### WHAT THE TASK REQUIRES
Pictures aside, write out the data exactly as it reads.

Data records:
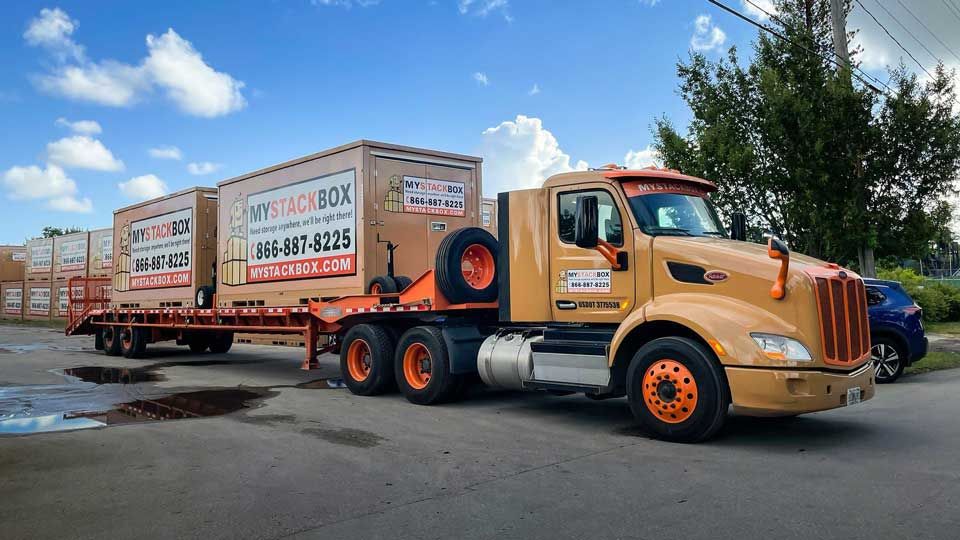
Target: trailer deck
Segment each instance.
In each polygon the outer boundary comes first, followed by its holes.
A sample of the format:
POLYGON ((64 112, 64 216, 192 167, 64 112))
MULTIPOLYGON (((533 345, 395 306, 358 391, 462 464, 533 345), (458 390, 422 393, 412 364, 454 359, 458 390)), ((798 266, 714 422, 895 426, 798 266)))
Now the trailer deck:
POLYGON ((301 369, 307 370, 318 367, 319 353, 337 346, 333 343, 318 350, 320 335, 337 334, 371 317, 389 314, 430 320, 468 310, 475 315, 493 315, 497 309, 497 302, 450 302, 437 287, 433 270, 427 270, 398 293, 318 298, 311 299, 308 305, 281 307, 118 308, 111 305, 110 285, 110 278, 102 277, 69 280, 66 335, 91 335, 108 326, 149 328, 151 341, 179 339, 185 333, 196 332, 300 334, 305 341, 301 369))

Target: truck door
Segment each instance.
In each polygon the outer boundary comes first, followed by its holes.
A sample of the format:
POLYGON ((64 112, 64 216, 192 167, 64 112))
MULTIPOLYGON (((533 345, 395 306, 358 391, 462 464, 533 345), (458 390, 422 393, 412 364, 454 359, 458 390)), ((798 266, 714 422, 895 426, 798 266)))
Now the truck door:
POLYGON ((608 184, 554 188, 550 193, 550 300, 558 322, 617 323, 633 309, 636 295, 634 239, 621 195, 608 184), (577 247, 577 197, 593 195, 599 206, 599 236, 627 253, 626 271, 614 271, 594 249, 577 247))

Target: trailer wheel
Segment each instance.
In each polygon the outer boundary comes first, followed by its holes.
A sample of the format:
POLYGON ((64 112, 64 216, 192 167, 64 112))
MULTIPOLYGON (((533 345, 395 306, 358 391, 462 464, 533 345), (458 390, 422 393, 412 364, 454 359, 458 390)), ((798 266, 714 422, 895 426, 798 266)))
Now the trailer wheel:
POLYGON ((417 326, 404 332, 394 357, 397 385, 407 401, 433 405, 454 399, 463 378, 450 373, 450 355, 439 328, 417 326))
POLYGON ((696 341, 655 339, 636 352, 627 369, 630 410, 658 439, 706 440, 727 416, 728 391, 721 369, 696 341))
POLYGON ((403 292, 404 289, 413 284, 413 280, 407 276, 393 276, 393 281, 397 284, 397 292, 403 292))
POLYGON ((440 242, 437 285, 455 304, 497 299, 497 239, 479 227, 453 232, 440 242))
POLYGON ((340 373, 347 388, 358 396, 392 390, 394 338, 383 327, 358 324, 340 345, 340 373))
POLYGON ((120 350, 125 358, 141 358, 147 350, 145 328, 121 326, 119 337, 120 350))
POLYGON ((390 276, 377 276, 367 283, 367 294, 391 294, 397 292, 397 282, 390 276))
POLYGON ((120 356, 120 327, 102 326, 100 333, 103 339, 103 352, 107 356, 120 356))
POLYGON ((200 309, 209 309, 213 307, 213 287, 204 285, 197 289, 197 307, 200 309))
POLYGON ((223 354, 233 347, 233 332, 217 332, 209 339, 210 352, 223 354))
POLYGON ((200 354, 210 347, 210 341, 204 334, 190 334, 187 336, 187 346, 190 352, 200 354))

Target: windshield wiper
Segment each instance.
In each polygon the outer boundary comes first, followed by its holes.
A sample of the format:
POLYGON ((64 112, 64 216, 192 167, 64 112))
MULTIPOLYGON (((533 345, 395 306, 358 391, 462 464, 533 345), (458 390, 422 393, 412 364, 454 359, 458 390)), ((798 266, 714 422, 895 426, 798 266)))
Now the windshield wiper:
POLYGON ((716 236, 717 238, 727 237, 726 233, 722 233, 720 231, 703 231, 700 234, 707 235, 707 236, 716 236))
POLYGON ((693 236, 690 234, 689 229, 681 229, 679 227, 656 227, 649 226, 645 227, 644 232, 653 233, 653 234, 678 234, 680 236, 693 236))

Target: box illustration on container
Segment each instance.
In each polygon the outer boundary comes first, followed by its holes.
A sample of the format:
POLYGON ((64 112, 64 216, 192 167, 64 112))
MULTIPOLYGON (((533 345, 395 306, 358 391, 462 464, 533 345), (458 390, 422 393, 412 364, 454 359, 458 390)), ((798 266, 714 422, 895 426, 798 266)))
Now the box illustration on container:
POLYGON ((221 182, 218 305, 300 305, 416 278, 479 222, 480 158, 357 141, 221 182), (379 240, 379 241, 378 241, 379 240))
POLYGON ((34 281, 24 286, 26 295, 26 306, 23 310, 23 317, 32 320, 50 319, 50 291, 49 281, 34 281))
MULTIPOLYGON (((66 281, 55 281, 53 283, 53 290, 51 291, 51 300, 56 298, 56 305, 51 304, 50 306, 50 315, 56 319, 65 319, 69 315, 70 311, 70 297, 68 293, 66 281)), ((73 296, 75 298, 80 298, 83 295, 83 286, 74 285, 73 287, 73 296)), ((83 309, 83 303, 75 303, 73 306, 77 311, 83 309)))
POLYGON ((216 189, 201 187, 114 212, 112 304, 193 307, 213 285, 216 215, 216 189))
POLYGON ((78 232, 53 238, 53 280, 86 277, 90 233, 78 232))
POLYGON ((0 246, 0 282, 23 281, 26 261, 25 246, 0 246))
POLYGON ((34 238, 27 242, 26 281, 50 281, 53 276, 53 238, 34 238))
POLYGON ((3 312, 0 317, 4 319, 22 319, 23 318, 23 282, 7 281, 0 284, 0 294, 3 296, 3 312))
POLYGON ((87 269, 90 277, 113 275, 113 229, 90 231, 90 261, 87 269))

### RESULT FOR THIS TASK
Target: trailer deck
Segment each instance.
In each polygon the outer boundary comes first, followed by its holes.
A sample of the format:
POLYGON ((64 112, 64 216, 192 167, 64 112))
MULTIPOLYGON (((533 345, 395 306, 358 391, 462 464, 533 345), (458 390, 422 393, 412 364, 454 359, 458 390)), ((798 266, 714 422, 895 426, 798 266)))
Now the trailer deck:
POLYGON ((301 369, 307 370, 318 367, 319 353, 337 346, 333 343, 318 350, 320 335, 337 334, 371 317, 389 314, 430 320, 468 310, 475 315, 493 315, 497 309, 497 302, 450 302, 437 287, 433 270, 427 270, 398 293, 318 298, 311 299, 308 305, 281 307, 118 308, 111 305, 110 285, 110 278, 102 277, 69 280, 66 335, 91 335, 108 326, 149 328, 151 341, 179 339, 185 333, 196 332, 300 334, 305 341, 301 369))

Target: truck door
Segment each instance.
In each polygon the outer boundary comes first, followed by its holes.
A sample of the format:
POLYGON ((64 112, 64 216, 192 167, 64 112))
MULTIPOLYGON (((533 345, 395 306, 358 391, 462 464, 533 345), (458 390, 422 393, 412 364, 454 359, 458 390)), ((798 266, 714 422, 895 426, 798 266)))
Now the truck door:
POLYGON ((608 184, 554 188, 550 193, 550 300, 558 322, 617 323, 633 309, 636 295, 634 239, 621 195, 608 184), (577 247, 577 197, 593 195, 599 206, 599 236, 627 253, 626 271, 614 271, 594 249, 577 247))

Target: trailer wheel
Segment each instance.
In each polygon the outer boundary comes first, followed by its holes.
A sample of the format:
POLYGON ((64 112, 64 216, 192 167, 64 112))
MULTIPOLYGON (((533 345, 395 306, 358 391, 462 464, 533 345), (458 390, 422 393, 412 364, 454 359, 458 390)), ((798 266, 714 422, 895 426, 798 266)))
Now the trailer wheel:
POLYGON ((417 326, 404 332, 394 357, 397 385, 407 401, 433 405, 454 399, 463 378, 450 373, 450 355, 439 328, 417 326))
POLYGON ((696 341, 655 339, 636 352, 627 369, 630 410, 658 439, 706 440, 727 416, 728 391, 721 369, 696 341))
POLYGON ((403 292, 404 289, 413 284, 413 280, 407 276, 393 276, 393 281, 397 284, 397 292, 403 292))
POLYGON ((440 242, 437 285, 455 304, 497 299, 497 239, 479 227, 453 232, 440 242))
POLYGON ((340 373, 347 388, 358 396, 392 390, 394 338, 383 327, 358 324, 340 345, 340 373))
POLYGON ((120 350, 125 358, 141 358, 147 350, 145 328, 121 326, 119 337, 120 350))
POLYGON ((390 276, 377 276, 367 283, 367 294, 391 294, 397 292, 397 282, 390 276))
POLYGON ((120 356, 120 327, 102 326, 100 333, 103 339, 103 352, 107 356, 120 356))
POLYGON ((200 309, 209 309, 213 307, 213 287, 204 285, 197 289, 197 307, 200 309))
POLYGON ((223 354, 233 347, 233 332, 217 332, 209 339, 210 352, 223 354))
POLYGON ((200 354, 210 347, 210 341, 204 334, 190 334, 187 336, 187 346, 190 352, 200 354))

Target: windshield wiper
Segment each instance.
In each polygon the outer boundary comes first, followed by its holes.
A sample of the format:
POLYGON ((64 112, 64 216, 192 167, 64 112))
MULTIPOLYGON (((533 345, 395 306, 358 391, 462 464, 533 345), (458 390, 422 393, 412 364, 454 359, 458 390)), ((798 266, 714 422, 895 426, 798 266)))
Now the windshield wiper:
POLYGON ((716 236, 717 238, 727 237, 726 233, 722 233, 720 231, 703 231, 700 234, 707 235, 707 236, 716 236))
POLYGON ((693 236, 690 234, 689 229, 681 229, 679 227, 656 227, 649 226, 645 227, 644 232, 653 233, 653 234, 678 234, 680 236, 693 236))

Target: box illustration on container
Segment each instance.
In each polygon the outer boundary comes first, followed by its holes.
A sample of the format:
POLYGON ((64 112, 64 216, 192 167, 64 112))
MULTIPOLYGON (((533 345, 395 306, 358 391, 462 464, 533 345), (458 390, 422 393, 412 364, 454 359, 458 390)), ((798 266, 714 422, 895 426, 798 266)))
Now the box illustration on container:
POLYGON ((221 182, 218 305, 300 305, 416 278, 479 222, 480 158, 357 141, 221 182), (379 240, 379 241, 378 241, 379 240))
POLYGON ((34 281, 24 286, 26 295, 26 306, 23 310, 23 317, 32 320, 50 319, 50 291, 49 281, 34 281))
MULTIPOLYGON (((66 281, 55 281, 53 283, 53 290, 51 291, 51 300, 56 298, 56 305, 51 304, 50 306, 50 315, 56 319, 65 319, 69 315, 70 311, 70 297, 68 293, 66 281)), ((73 296, 75 298, 80 298, 83 295, 83 286, 74 285, 73 287, 73 296)), ((83 309, 83 303, 75 303, 73 306, 77 311, 83 309)))
POLYGON ((216 189, 201 187, 114 212, 112 304, 193 307, 213 285, 216 215, 216 189))
POLYGON ((78 232, 53 238, 53 280, 86 277, 90 233, 78 232))
POLYGON ((0 246, 0 282, 23 281, 26 261, 25 246, 0 246))
POLYGON ((34 238, 27 242, 26 281, 50 281, 53 276, 53 238, 34 238))
POLYGON ((3 312, 0 317, 4 319, 22 319, 23 318, 23 282, 7 281, 0 284, 0 294, 3 296, 3 312))
POLYGON ((87 269, 90 277, 113 275, 113 229, 90 231, 90 261, 87 269))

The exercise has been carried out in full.